- [To do] From the line that contains "Target: light green house" to the final line of the entries below, write out every line exactly as it appears, and nothing else.

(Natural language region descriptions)
------------------------------------
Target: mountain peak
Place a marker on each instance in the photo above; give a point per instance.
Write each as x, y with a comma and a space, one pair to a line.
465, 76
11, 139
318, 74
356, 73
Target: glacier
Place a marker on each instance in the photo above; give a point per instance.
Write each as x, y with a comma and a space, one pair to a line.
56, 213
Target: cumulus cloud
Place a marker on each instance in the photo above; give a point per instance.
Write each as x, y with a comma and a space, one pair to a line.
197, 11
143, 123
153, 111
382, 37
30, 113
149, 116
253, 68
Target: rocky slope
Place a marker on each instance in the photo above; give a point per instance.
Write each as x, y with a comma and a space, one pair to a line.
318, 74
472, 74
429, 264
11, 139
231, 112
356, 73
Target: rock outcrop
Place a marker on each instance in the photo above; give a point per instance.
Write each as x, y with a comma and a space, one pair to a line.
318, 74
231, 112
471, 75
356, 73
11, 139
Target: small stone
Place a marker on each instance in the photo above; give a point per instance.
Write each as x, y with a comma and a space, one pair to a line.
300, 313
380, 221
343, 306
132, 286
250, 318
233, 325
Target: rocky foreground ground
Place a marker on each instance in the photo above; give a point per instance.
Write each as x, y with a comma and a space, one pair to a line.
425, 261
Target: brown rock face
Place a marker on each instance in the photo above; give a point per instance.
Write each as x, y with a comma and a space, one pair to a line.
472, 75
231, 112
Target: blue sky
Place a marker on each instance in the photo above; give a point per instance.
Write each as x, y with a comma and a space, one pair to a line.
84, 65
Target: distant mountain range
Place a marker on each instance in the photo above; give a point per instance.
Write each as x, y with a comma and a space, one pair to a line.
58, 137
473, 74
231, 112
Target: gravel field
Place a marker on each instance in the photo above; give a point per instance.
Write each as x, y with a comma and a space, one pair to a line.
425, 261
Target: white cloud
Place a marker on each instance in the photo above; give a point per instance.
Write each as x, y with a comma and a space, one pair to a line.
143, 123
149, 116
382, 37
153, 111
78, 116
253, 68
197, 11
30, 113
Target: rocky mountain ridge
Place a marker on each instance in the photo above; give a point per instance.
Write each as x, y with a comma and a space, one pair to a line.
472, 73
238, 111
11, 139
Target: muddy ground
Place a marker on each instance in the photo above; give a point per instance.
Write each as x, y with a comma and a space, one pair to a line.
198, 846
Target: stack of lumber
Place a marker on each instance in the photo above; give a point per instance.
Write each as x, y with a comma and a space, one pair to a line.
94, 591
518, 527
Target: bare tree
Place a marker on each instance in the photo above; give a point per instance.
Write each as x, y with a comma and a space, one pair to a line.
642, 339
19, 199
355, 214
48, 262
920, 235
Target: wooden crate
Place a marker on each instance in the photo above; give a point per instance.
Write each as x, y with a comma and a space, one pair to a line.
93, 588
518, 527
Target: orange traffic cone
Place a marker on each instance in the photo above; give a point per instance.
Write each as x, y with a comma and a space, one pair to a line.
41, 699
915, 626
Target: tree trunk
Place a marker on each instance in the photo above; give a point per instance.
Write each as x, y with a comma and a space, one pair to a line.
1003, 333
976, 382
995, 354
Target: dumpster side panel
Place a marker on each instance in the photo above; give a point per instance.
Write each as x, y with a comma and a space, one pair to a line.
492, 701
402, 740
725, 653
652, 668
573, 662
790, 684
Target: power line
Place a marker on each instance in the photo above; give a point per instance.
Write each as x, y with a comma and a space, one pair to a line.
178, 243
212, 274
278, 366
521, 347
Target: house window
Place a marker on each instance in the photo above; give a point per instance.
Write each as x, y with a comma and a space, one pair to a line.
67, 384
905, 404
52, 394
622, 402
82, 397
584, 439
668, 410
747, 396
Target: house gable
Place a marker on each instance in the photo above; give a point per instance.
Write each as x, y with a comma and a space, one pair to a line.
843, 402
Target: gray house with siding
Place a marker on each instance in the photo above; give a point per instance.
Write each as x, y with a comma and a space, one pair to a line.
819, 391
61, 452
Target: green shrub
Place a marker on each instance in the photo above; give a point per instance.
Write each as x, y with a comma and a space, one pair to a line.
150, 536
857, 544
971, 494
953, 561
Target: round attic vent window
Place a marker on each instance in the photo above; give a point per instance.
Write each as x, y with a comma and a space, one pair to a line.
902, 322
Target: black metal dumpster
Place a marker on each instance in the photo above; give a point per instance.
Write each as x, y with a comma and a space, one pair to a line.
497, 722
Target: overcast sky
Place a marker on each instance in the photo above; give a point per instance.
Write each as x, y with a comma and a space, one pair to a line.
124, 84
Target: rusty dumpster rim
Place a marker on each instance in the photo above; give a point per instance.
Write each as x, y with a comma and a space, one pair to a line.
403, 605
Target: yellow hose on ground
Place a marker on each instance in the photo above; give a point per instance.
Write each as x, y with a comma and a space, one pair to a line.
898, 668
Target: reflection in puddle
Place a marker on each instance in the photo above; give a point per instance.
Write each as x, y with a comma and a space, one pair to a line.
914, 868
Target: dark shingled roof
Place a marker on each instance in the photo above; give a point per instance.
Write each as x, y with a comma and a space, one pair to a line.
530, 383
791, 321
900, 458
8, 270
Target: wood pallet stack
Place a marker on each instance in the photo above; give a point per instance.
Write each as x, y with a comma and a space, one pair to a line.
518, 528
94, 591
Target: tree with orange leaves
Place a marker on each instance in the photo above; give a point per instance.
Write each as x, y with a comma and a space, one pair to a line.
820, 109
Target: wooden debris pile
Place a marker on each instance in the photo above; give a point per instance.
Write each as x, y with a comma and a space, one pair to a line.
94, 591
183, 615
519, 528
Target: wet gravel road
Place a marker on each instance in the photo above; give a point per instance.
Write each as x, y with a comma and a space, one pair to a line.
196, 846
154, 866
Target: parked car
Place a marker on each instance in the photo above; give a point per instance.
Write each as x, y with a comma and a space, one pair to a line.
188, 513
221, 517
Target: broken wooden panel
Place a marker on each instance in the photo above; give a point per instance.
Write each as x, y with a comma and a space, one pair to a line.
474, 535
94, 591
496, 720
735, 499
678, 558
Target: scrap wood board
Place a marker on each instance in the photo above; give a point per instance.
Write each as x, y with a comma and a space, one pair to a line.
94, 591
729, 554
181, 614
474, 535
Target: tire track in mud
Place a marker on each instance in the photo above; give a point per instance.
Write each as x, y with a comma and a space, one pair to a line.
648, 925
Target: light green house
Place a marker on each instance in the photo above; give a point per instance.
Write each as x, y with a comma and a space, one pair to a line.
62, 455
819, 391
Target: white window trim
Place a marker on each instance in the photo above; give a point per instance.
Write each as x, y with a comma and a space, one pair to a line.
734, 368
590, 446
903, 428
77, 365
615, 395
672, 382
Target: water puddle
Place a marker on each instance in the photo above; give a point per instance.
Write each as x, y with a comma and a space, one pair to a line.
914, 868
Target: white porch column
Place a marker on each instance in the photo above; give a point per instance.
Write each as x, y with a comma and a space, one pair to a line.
------------------------------------
- [Answer space]
Target: light green house
Place a marker on each instance in the photo above; give a point per instance.
Write each as x, y with a comma and a space, one pair to a line.
62, 455
819, 391
Target: white window trim
Place a marker on each instance in the photo above; give a point per instance.
Write each as x, y with a comma and a space, one pair to a line.
734, 368
590, 446
903, 428
77, 365
615, 395
672, 382
Target: water puddle
Place a marker on each instance in the photo above; give a point per instance.
Write each as x, y with a comma and a space, one pair to a line.
914, 868
Target: white porch column
Place a marker on each instance in the photo above; give a point per instance.
Write each as x, y with a comma and a space, one pair to a line.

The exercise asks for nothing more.